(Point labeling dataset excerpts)
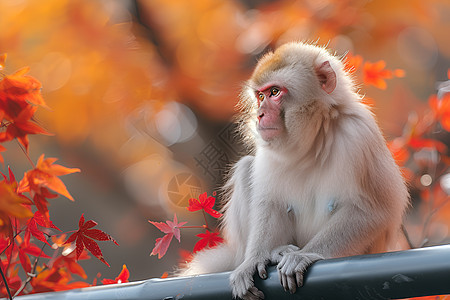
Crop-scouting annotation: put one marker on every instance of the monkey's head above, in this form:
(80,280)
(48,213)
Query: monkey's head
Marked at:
(290,89)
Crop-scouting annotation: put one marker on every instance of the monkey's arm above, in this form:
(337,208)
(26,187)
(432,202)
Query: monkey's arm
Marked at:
(269,227)
(349,231)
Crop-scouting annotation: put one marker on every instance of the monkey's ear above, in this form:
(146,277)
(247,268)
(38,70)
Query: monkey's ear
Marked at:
(327,77)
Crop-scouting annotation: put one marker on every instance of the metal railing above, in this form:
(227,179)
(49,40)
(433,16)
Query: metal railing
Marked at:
(394,275)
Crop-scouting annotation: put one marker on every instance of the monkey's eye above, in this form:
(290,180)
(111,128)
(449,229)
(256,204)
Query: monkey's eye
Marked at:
(261,96)
(274,91)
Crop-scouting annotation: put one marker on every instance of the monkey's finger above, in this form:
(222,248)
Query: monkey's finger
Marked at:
(292,284)
(283,280)
(299,278)
(262,270)
(280,276)
(255,293)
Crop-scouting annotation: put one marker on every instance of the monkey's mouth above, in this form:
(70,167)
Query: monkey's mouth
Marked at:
(268,133)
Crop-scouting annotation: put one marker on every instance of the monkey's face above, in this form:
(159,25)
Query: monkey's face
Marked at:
(270,101)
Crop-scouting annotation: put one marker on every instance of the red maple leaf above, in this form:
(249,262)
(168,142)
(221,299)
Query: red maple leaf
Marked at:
(85,238)
(29,248)
(70,263)
(123,277)
(171,229)
(208,239)
(206,203)
(32,229)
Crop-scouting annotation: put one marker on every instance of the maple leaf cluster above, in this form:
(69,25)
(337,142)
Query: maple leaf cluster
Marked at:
(374,74)
(209,239)
(24,214)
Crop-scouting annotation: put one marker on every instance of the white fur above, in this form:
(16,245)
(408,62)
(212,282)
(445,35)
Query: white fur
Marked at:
(329,186)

* Exercise aim:
Print all of the entries above verbatim, leaving out the pictures.

* Task answer:
Crop-scouting annotation: put one marker on every instance of the monkey's head above, in this form:
(80,280)
(48,213)
Query: monkey's head
Marked at:
(290,89)
Crop-scouting annotation: put one marker on every instance of the monkey's arm above, in this form:
(337,208)
(26,187)
(432,202)
Query: monkey's arm
Marked at:
(269,227)
(349,231)
Crop-scouting annotation: put one marker on every instance of the monkey's ear above, in this form:
(146,277)
(247,268)
(38,70)
Query: monkey's ear
Marked at:
(327,77)
Crop-scouting annotation: put one marker on every instance of the metal railing above, in this form:
(227,179)
(49,40)
(433,16)
Query: metal railing
Marked at:
(394,275)
Crop-scouting annotation: put one marker on every instance of the monkey's eye above, in this form:
(290,180)
(111,128)
(449,229)
(256,204)
Query: monkey's eye
Marked at:
(261,96)
(274,91)
Crop-scouting annotation: put one marker on every instance of the monkey's finger above, in this form:
(222,248)
Query: monkey's finger
Marked at:
(292,284)
(283,280)
(299,278)
(262,270)
(280,276)
(255,293)
Crop-scouting annotation: put one marker on every instance of the monkey's mouth above, in this form:
(70,167)
Query: monkey's mouth
Marked at:
(268,133)
Crop-scouting annotation: put one marker on every instance of the monkey's face above, in this form:
(159,25)
Query: monkey's face
Marked at:
(270,101)
Crop-scouting annotation: put one marker on every instance of the red maple leaf above, in this form:
(249,262)
(168,142)
(221,299)
Query: red maple leaf
Marked at:
(85,238)
(29,248)
(70,263)
(123,277)
(171,229)
(208,239)
(206,203)
(32,229)
Crop-scouting annotation: put one marker on every instance of the maple leaf cluster above, in this form:
(69,25)
(337,142)
Query: maple leaf cluster
Marked at:
(374,74)
(209,239)
(24,214)
Crop-scouting annotation: put one marker on every instance of the white fur above, in this form:
(16,245)
(408,62)
(212,282)
(445,35)
Query: white fur
Marked at:
(329,186)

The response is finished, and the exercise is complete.